### Gegeven tekst
‘Neste Oil claimt duurzame biobrandstoffen te produceren.’ zegt Michiel van Geelen, campageleider bossen voor Greenpeace. ‘Maar biodiesel van palmolie is geen oplossing voor klimaatverandering. Integendeel, het verergert het probleem: regenwouden worden gekapt om plaats te maken voor palmolie voor auto’s. Greenpeace roept bedrijven op geen zaken te doen met Neste Oil.’
In mei opent Neste Oil een palmoliefabriek op de Rotterdamse Maasvlakte. Naast een identieke fabriek in Singapore, die afgelopen maand in gebruik werd genomen, is dit de grootste biodieselfabriek ter wereld. Beide fabrieken gaan zo’n 800.000 ton biodiesel produceren met palmolie als voornaamste grondstof. Neste Oil verwerkt dan zo’n 5 procent van de wereld palmolieproductie, en streeft hiermee Unilever (1,5 miljoen ton per jaar) voorbij als grootste palmolieverbruiker ter wereld.

### De gegevens
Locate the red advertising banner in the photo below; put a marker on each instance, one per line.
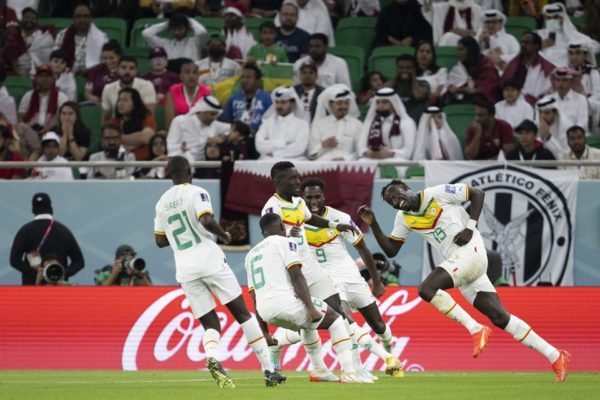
(153, 328)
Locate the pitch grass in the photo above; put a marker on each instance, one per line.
(163, 385)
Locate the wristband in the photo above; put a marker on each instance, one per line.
(471, 224)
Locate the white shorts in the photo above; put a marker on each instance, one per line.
(467, 266)
(290, 313)
(199, 292)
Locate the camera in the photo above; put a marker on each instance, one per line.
(54, 273)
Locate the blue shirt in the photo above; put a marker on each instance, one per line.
(249, 111)
(295, 44)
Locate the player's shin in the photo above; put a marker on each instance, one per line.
(523, 333)
(257, 343)
(447, 306)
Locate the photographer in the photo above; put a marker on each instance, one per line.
(127, 270)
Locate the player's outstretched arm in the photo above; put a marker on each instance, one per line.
(390, 247)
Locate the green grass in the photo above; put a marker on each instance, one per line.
(109, 385)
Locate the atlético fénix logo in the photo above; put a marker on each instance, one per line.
(526, 219)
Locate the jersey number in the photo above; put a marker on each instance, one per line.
(256, 271)
(183, 225)
(321, 257)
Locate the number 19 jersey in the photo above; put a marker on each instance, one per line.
(177, 217)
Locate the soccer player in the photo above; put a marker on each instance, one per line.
(184, 220)
(436, 213)
(281, 294)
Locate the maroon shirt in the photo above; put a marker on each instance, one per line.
(491, 143)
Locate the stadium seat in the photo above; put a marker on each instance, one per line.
(356, 32)
(383, 59)
(115, 28)
(91, 115)
(355, 58)
(17, 86)
(518, 25)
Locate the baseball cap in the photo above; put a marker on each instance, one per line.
(157, 52)
(527, 125)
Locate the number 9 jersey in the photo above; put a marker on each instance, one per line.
(177, 217)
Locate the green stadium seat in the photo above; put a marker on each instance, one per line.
(383, 59)
(356, 32)
(355, 58)
(91, 115)
(17, 86)
(115, 28)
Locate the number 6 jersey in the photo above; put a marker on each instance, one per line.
(439, 218)
(177, 216)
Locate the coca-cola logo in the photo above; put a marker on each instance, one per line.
(166, 335)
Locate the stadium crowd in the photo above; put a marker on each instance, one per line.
(250, 79)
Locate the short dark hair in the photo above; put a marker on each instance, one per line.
(320, 36)
(394, 182)
(309, 182)
(280, 166)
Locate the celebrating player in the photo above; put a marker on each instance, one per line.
(282, 297)
(184, 220)
(436, 213)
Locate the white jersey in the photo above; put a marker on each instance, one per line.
(439, 218)
(177, 216)
(327, 245)
(267, 264)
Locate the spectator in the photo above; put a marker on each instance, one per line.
(284, 133)
(370, 83)
(112, 150)
(435, 138)
(40, 237)
(335, 132)
(63, 78)
(38, 108)
(249, 104)
(529, 148)
(74, 136)
(307, 90)
(558, 32)
(388, 131)
(579, 151)
(127, 79)
(38, 43)
(401, 23)
(332, 69)
(514, 108)
(183, 96)
(180, 44)
(50, 153)
(413, 92)
(474, 76)
(238, 38)
(452, 20)
(552, 127)
(530, 70)
(216, 67)
(137, 123)
(495, 43)
(82, 41)
(157, 151)
(190, 133)
(104, 73)
(267, 50)
(161, 78)
(119, 274)
(313, 17)
(487, 135)
(573, 106)
(429, 71)
(294, 40)
(8, 153)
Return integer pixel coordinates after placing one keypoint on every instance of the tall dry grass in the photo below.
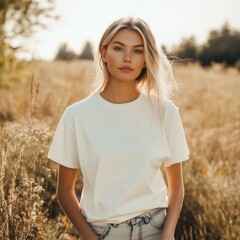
(30, 109)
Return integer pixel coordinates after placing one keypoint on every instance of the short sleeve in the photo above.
(63, 149)
(175, 135)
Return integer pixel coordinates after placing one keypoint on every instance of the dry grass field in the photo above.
(209, 101)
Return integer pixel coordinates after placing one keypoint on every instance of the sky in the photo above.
(170, 21)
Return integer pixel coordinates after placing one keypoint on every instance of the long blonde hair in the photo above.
(157, 78)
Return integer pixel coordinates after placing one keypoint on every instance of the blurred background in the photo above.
(46, 64)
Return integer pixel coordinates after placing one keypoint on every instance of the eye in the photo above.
(138, 51)
(117, 49)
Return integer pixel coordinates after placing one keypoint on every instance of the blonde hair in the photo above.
(156, 78)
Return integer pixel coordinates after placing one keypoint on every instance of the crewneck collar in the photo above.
(106, 103)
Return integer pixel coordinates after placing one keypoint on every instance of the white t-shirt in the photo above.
(119, 148)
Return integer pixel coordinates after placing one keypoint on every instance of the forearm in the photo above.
(71, 207)
(175, 199)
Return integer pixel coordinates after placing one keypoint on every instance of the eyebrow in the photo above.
(120, 43)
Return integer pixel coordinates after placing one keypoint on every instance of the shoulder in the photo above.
(80, 107)
(170, 106)
(167, 104)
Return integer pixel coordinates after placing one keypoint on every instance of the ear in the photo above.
(103, 54)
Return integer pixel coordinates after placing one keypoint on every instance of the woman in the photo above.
(119, 136)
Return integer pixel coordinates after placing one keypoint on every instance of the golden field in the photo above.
(30, 108)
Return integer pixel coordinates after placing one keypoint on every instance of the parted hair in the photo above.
(156, 78)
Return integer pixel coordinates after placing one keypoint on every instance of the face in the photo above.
(124, 56)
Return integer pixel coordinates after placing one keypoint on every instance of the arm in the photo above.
(175, 199)
(67, 198)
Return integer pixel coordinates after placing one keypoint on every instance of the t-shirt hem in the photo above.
(62, 163)
(170, 163)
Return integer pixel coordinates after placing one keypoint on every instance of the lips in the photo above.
(126, 69)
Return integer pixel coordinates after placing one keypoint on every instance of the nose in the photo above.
(127, 57)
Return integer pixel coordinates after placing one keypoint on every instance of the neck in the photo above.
(120, 93)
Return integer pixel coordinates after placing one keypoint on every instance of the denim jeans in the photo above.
(147, 226)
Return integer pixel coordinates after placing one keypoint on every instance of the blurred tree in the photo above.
(187, 49)
(87, 52)
(19, 19)
(65, 54)
(223, 46)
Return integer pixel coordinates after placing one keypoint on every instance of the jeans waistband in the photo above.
(143, 218)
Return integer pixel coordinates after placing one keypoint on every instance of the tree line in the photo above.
(222, 46)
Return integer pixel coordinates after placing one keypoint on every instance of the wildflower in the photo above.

### Probleemomschrijving
Pak de tekst over Neste Oil en biodiesel uit palmolie weer op na de laatste zin en schrijf hem verder.

### Antwoordruimte
De aanleg van palmolie plantages gaat ten koste van regenwouden en veengebieden, die extreem veel koolstof bevatten. De ontginning van die veengebieden veroorzaakt veel extra CO2-uitstoot. Door de boskap staat Indonesië derde op de wereldwijde lijst van broeikasgas uitstotende landen.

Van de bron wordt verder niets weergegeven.